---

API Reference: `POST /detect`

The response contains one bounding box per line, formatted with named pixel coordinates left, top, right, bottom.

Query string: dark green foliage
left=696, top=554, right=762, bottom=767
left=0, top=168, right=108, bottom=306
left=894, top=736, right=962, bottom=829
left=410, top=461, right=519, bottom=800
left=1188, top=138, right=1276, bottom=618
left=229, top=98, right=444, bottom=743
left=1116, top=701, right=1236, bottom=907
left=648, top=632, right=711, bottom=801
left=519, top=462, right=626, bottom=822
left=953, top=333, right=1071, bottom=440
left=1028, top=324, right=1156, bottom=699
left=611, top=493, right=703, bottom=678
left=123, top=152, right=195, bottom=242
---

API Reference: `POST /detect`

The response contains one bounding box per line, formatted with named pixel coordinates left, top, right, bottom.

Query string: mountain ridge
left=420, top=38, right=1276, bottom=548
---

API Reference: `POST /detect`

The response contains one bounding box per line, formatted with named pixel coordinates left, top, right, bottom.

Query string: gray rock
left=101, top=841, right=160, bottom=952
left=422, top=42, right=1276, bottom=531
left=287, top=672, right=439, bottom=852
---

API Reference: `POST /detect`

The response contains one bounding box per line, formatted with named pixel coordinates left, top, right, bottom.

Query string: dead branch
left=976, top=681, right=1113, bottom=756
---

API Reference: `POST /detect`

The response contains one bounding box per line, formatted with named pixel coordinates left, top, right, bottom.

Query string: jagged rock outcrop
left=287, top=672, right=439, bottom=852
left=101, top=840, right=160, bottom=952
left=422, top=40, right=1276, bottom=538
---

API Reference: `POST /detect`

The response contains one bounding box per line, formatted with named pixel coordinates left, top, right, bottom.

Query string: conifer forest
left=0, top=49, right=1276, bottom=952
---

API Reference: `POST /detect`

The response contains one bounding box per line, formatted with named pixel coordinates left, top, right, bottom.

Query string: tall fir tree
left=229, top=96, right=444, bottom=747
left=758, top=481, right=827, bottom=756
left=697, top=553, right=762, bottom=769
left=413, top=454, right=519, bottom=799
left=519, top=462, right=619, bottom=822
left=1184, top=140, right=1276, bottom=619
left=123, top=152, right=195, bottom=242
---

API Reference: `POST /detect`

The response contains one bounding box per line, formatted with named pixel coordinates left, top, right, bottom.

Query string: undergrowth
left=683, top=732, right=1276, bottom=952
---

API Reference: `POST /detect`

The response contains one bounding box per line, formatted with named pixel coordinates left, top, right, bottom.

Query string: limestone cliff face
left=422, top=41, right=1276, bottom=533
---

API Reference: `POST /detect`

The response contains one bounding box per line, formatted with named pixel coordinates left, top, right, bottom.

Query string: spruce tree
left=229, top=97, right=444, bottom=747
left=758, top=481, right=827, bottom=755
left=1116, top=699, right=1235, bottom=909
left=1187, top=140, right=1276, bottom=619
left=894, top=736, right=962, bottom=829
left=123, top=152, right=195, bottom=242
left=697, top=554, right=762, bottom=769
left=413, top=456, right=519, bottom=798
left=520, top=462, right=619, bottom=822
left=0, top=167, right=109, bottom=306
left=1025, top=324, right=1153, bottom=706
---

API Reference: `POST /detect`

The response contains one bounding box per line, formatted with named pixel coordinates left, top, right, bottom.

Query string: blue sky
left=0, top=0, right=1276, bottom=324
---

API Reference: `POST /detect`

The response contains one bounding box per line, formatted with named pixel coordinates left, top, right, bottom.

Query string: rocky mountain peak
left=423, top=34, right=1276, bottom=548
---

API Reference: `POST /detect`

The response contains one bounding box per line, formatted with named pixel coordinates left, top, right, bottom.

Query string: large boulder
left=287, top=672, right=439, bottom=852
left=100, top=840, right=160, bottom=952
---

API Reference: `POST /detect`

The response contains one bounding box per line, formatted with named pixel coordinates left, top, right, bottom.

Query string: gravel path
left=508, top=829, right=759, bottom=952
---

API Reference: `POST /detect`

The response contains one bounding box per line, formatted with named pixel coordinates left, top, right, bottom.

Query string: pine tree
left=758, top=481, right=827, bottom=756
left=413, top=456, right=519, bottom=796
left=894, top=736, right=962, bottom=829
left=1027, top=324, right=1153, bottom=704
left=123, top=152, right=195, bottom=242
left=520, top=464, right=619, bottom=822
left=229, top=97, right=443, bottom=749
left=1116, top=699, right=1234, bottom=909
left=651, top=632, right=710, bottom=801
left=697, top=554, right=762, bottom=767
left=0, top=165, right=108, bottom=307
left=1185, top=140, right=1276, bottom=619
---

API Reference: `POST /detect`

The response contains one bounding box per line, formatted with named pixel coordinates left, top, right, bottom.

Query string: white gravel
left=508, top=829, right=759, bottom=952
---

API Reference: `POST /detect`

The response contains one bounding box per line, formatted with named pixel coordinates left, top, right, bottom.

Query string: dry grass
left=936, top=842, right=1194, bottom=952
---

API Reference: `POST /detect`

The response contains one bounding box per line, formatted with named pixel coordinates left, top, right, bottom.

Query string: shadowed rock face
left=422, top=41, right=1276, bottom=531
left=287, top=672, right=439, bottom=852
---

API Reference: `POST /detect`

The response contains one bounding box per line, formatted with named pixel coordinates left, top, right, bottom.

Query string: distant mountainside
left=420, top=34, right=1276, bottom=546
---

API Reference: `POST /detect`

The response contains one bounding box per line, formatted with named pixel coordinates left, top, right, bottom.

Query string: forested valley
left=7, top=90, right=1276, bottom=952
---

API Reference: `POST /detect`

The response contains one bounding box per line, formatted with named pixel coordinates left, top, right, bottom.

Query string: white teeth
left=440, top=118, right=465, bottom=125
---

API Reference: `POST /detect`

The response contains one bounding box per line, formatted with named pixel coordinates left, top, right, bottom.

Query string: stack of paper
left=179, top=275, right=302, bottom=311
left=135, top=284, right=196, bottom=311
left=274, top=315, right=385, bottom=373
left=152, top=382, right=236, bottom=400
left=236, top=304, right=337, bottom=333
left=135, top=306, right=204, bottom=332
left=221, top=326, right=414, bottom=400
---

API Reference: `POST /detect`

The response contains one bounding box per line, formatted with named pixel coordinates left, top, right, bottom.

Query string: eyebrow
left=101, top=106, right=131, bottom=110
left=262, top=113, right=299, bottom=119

■ Directions for this task: Render every line of the rows above as a Markdown table with the columns No. and Text, giving each line its own number and leaving out blank lines.

■ Expected answer:
| No. | Text |
|---|---|
| 1 | --- |
| 2 | API Reference: `POST /detect` |
| 3 | The response contains one bounding box per line, formatted with named pixel coordinates left, top, right, bottom. |
| 4 | Query string: dark green foliage |
| 5 | left=696, top=554, right=762, bottom=767 |
| 6 | left=0, top=168, right=108, bottom=306 |
| 7 | left=894, top=736, right=962, bottom=829 |
| 8 | left=410, top=461, right=519, bottom=800 |
| 9 | left=1188, top=138, right=1276, bottom=618 |
| 10 | left=229, top=98, right=444, bottom=743 |
| 11 | left=1116, top=701, right=1236, bottom=907 |
| 12 | left=648, top=632, right=711, bottom=801 |
| 13 | left=519, top=462, right=626, bottom=822 |
| 14 | left=953, top=333, right=1071, bottom=440 |
| 15 | left=1028, top=324, right=1156, bottom=699 |
| 16 | left=611, top=493, right=703, bottom=678 |
| 17 | left=123, top=152, right=195, bottom=242 |
| 18 | --- |
| 19 | API Reference: `POST /detect` |
| 20 | The response contains one bounding box per line, formatted with named pixel coordinates left, top, right, bottom. |
| 21 | Query string: mountain ridge |
| 22 | left=420, top=38, right=1276, bottom=548 |
| 23 | --- |
| 24 | API Reference: `POST /detect` |
| 25 | The response contains one bounding box per line, formatted with named pixel coordinates left, top, right, bottom. |
| 26 | Query string: gray rock |
| 27 | left=101, top=841, right=160, bottom=952 |
| 28 | left=422, top=42, right=1276, bottom=531 |
| 29 | left=287, top=672, right=439, bottom=852 |
| 30 | --- |
| 31 | API Reference: `POST /detect` |
| 32 | The response contains one bounding box per line, formatted with named pixel coordinates left, top, right, bottom. |
| 33 | Query string: dead branch |
| 34 | left=976, top=681, right=1113, bottom=756 |
| 35 | --- |
| 36 | API Reference: `POST /detect` |
| 37 | The response contains one bounding box per line, formatted with named pixel coordinates left, top, right, bottom. |
| 38 | Query string: jagged rock outcrop |
| 39 | left=287, top=672, right=439, bottom=852 |
| 40 | left=101, top=840, right=160, bottom=952 |
| 41 | left=422, top=40, right=1276, bottom=538 |
| 42 | --- |
| 43 | API Reference: `POST /detect` |
| 44 | The response contains one bounding box per line, formatted with named pixel coordinates left, top, right, bottom. |
| 45 | Query string: conifer forest |
| 46 | left=0, top=49, right=1276, bottom=952 |
| 47 | --- |
| 48 | API Reference: `POST /detect` |
| 49 | The response contains one bounding box per line, formatted with named pixel coordinates left, top, right, bottom. |
| 50 | Query string: tall fir tree |
| 51 | left=229, top=96, right=444, bottom=747 |
| 52 | left=758, top=481, right=827, bottom=756 |
| 53 | left=697, top=553, right=762, bottom=769 |
| 54 | left=413, top=454, right=519, bottom=799 |
| 55 | left=519, top=462, right=619, bottom=822 |
| 56 | left=1184, top=140, right=1276, bottom=619 |
| 57 | left=123, top=152, right=195, bottom=242 |
| 58 | --- |
| 59 | API Reference: `POST /detect` |
| 60 | The response contains one bounding box per line, formatted with named pixel coordinates left, top, right, bottom. |
| 61 | Query string: undergrowth |
| 62 | left=683, top=732, right=1276, bottom=952 |
| 63 | --- |
| 64 | API Reference: `POST /detect` |
| 65 | The response contains one bounding box per line, formatted with named pixel coordinates left, top, right, bottom. |
| 66 | Query string: limestone cliff face |
| 67 | left=422, top=41, right=1276, bottom=533 |
| 68 | --- |
| 69 | API Reference: `POST /detect` |
| 70 | The response contains one bounding box per line, formatted with named pixel coordinates left, top, right, bottom. |
| 71 | Query string: spruce tree |
| 72 | left=229, top=97, right=444, bottom=747 |
| 73 | left=758, top=481, right=827, bottom=755 |
| 74 | left=1116, top=699, right=1235, bottom=909 |
| 75 | left=1187, top=140, right=1276, bottom=619 |
| 76 | left=894, top=736, right=962, bottom=829 |
| 77 | left=123, top=152, right=195, bottom=242 |
| 78 | left=697, top=554, right=762, bottom=769 |
| 79 | left=413, top=456, right=519, bottom=798 |
| 80 | left=520, top=462, right=619, bottom=822 |
| 81 | left=0, top=167, right=109, bottom=306 |
| 82 | left=1025, top=324, right=1153, bottom=706 |
| 83 | --- |
| 84 | API Reference: `POST /detect` |
| 85 | The response contains one bounding box per line, formatted with named pixel coordinates left, top, right, bottom. |
| 86 | Query string: blue sky |
| 87 | left=0, top=0, right=1276, bottom=324 |
| 88 | --- |
| 89 | API Reference: `POST /detect` |
| 90 | The response contains one bounding box per line, formatted with named pixel coordinates left, top, right, bottom. |
| 91 | Query string: rocky mountain peak |
| 92 | left=423, top=34, right=1276, bottom=548 |
| 93 | --- |
| 94 | API Reference: `POST /detect` |
| 95 | The response contains one bounding box per line, formatted with named pixel coordinates left, top, right, bottom. |
| 96 | Query string: large boulder |
| 97 | left=287, top=672, right=439, bottom=852 |
| 98 | left=100, top=840, right=160, bottom=952 |
| 99 | --- |
| 100 | API Reference: `POST /detect` |
| 101 | The response contains one bounding box per line, formatted with named pixel coordinates left, top, right, bottom. |
| 102 | Query string: gravel path |
| 103 | left=508, top=829, right=759, bottom=952 |
| 104 | --- |
| 105 | API Reference: `POST /detect` |
| 106 | The response contains one bounding box per line, formatted with named pixel coordinates left, top, right, bottom. |
| 107 | Query string: pine tree |
| 108 | left=758, top=481, right=827, bottom=756 |
| 109 | left=413, top=456, right=519, bottom=796 |
| 110 | left=894, top=736, right=962, bottom=829 |
| 111 | left=1027, top=324, right=1153, bottom=704 |
| 112 | left=123, top=152, right=195, bottom=242 |
| 113 | left=520, top=464, right=619, bottom=822 |
| 114 | left=229, top=97, right=443, bottom=749 |
| 115 | left=1116, top=699, right=1234, bottom=909 |
| 116 | left=651, top=632, right=710, bottom=801 |
| 117 | left=697, top=554, right=762, bottom=767 |
| 118 | left=0, top=165, right=108, bottom=307 |
| 119 | left=1185, top=140, right=1276, bottom=619 |
| 120 | --- |
| 121 | API Reference: `POST /detect` |
| 122 | The response contains one bounding box per line, formatted with named pixel coordinates left, top, right, bottom. |
| 123 | Query string: white gravel |
| 124 | left=508, top=829, right=759, bottom=952 |
| 125 | --- |
| 126 | API Reference: `POST /detect` |
| 127 | The response contains one bounding box per line, formatted with named pixel coordinates left, top, right, bottom. |
| 128 | Query string: dry grass |
| 129 | left=936, top=842, right=1194, bottom=952 |
| 130 | --- |
| 131 | API Reference: `POST /detect` |
| 132 | The response contains one bounding box per line, formatted with named pixel coordinates left, top, right, bottom. |
| 133 | Query string: shadowed rock face |
| 134 | left=422, top=41, right=1276, bottom=531 |
| 135 | left=287, top=672, right=439, bottom=852 |
| 136 | --- |
| 137 | API Reference: `POST /detect` |
| 138 | The response contains one bounding box per line, formatted with named pixel coordinates left, top, right, bottom. |
| 139 | Query string: distant mountainside |
| 140 | left=420, top=34, right=1276, bottom=546 |
| 141 | --- |
| 142 | API Reference: `POST /detect` |
| 143 | The response contains one bounding box per line, formatted with named pixel coordinates left, top, right, bottom. |
| 144 | Query string: forested valley |
| 145 | left=7, top=90, right=1276, bottom=952 |
| 146 | --- |
| 147 | API Reference: `POST /detect` |
| 148 | The response contains one bounding box per line, formatted with named pixel coordinates left, top, right, bottom. |
| 149 | Query string: white teeth |
| 150 | left=440, top=118, right=465, bottom=125 |
| 151 | --- |
| 152 | API Reference: `POST /detect` |
| 153 | The response contains one bounding box per line, formatted with named pixel coordinates left, top, right, bottom. |
| 154 | Query string: stack of paper |
| 155 | left=179, top=275, right=302, bottom=311 |
| 156 | left=135, top=284, right=196, bottom=311 |
| 157 | left=274, top=315, right=385, bottom=373 |
| 158 | left=152, top=382, right=236, bottom=400 |
| 159 | left=236, top=304, right=337, bottom=333 |
| 160 | left=135, top=306, right=204, bottom=332 |
| 161 | left=221, top=326, right=414, bottom=400 |
| 162 | --- |
| 163 | API Reference: `POST /detect` |
| 164 | The response contains one bounding box per line, formatted with named pixel coordinates left, top, right, bottom. |
| 165 | Query string: eyebrow |
| 166 | left=101, top=106, right=131, bottom=110 |
| 167 | left=262, top=113, right=299, bottom=119 |